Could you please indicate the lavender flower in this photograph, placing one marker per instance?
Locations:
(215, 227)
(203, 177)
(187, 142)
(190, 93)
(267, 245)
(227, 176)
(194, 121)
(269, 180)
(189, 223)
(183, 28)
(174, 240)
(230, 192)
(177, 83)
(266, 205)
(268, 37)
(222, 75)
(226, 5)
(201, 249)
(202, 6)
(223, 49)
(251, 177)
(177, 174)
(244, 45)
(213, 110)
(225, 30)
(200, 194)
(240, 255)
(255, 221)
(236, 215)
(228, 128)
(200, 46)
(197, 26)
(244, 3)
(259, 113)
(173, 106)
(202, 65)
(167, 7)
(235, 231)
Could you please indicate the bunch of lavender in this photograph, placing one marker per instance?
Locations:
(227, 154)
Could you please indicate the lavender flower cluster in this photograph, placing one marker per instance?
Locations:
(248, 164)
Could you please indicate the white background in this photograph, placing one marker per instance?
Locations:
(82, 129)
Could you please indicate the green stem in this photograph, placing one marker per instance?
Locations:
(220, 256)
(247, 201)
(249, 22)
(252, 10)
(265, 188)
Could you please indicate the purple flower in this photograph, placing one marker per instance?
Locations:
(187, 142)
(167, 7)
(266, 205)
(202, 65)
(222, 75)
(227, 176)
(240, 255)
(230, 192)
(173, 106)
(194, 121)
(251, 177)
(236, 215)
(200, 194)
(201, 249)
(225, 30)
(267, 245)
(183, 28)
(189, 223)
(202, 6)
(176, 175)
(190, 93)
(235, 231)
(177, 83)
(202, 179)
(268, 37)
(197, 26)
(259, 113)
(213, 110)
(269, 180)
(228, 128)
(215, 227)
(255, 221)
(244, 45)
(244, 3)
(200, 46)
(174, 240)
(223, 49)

What you are asked to do: Would you please reproduce the records above exactly, only from their first line through the line holding "Could you please indicate the purple", with both ends included?

Result below:
Could you please indicate the lavender flower in this photograph, placing one marker per instance?
Locations:
(215, 227)
(203, 177)
(187, 142)
(190, 93)
(267, 245)
(227, 176)
(194, 121)
(269, 180)
(189, 223)
(183, 28)
(174, 240)
(230, 192)
(177, 83)
(266, 205)
(268, 37)
(222, 75)
(226, 5)
(201, 249)
(202, 6)
(223, 49)
(251, 177)
(177, 174)
(244, 45)
(213, 110)
(225, 30)
(200, 194)
(240, 255)
(255, 221)
(236, 215)
(228, 128)
(200, 46)
(197, 26)
(244, 3)
(259, 113)
(173, 106)
(202, 65)
(167, 7)
(235, 231)
Could you please indicate the bunch of lavender in this photograph, placing one marker per instance?
Locations:
(227, 154)
Could you please indicate the lavender flower cluster in this photograph, placing one marker per instance?
Locations:
(248, 164)
Could you please indicate the white background in this photograph, placing one marker per instance?
Locations:
(82, 129)
Could you please indicate the green stem in this photograph, placing one marker per instance?
Locations:
(220, 256)
(247, 201)
(249, 22)
(252, 10)
(265, 188)
Could you please indicate the purple flower in this photograph, placing one marker per instance?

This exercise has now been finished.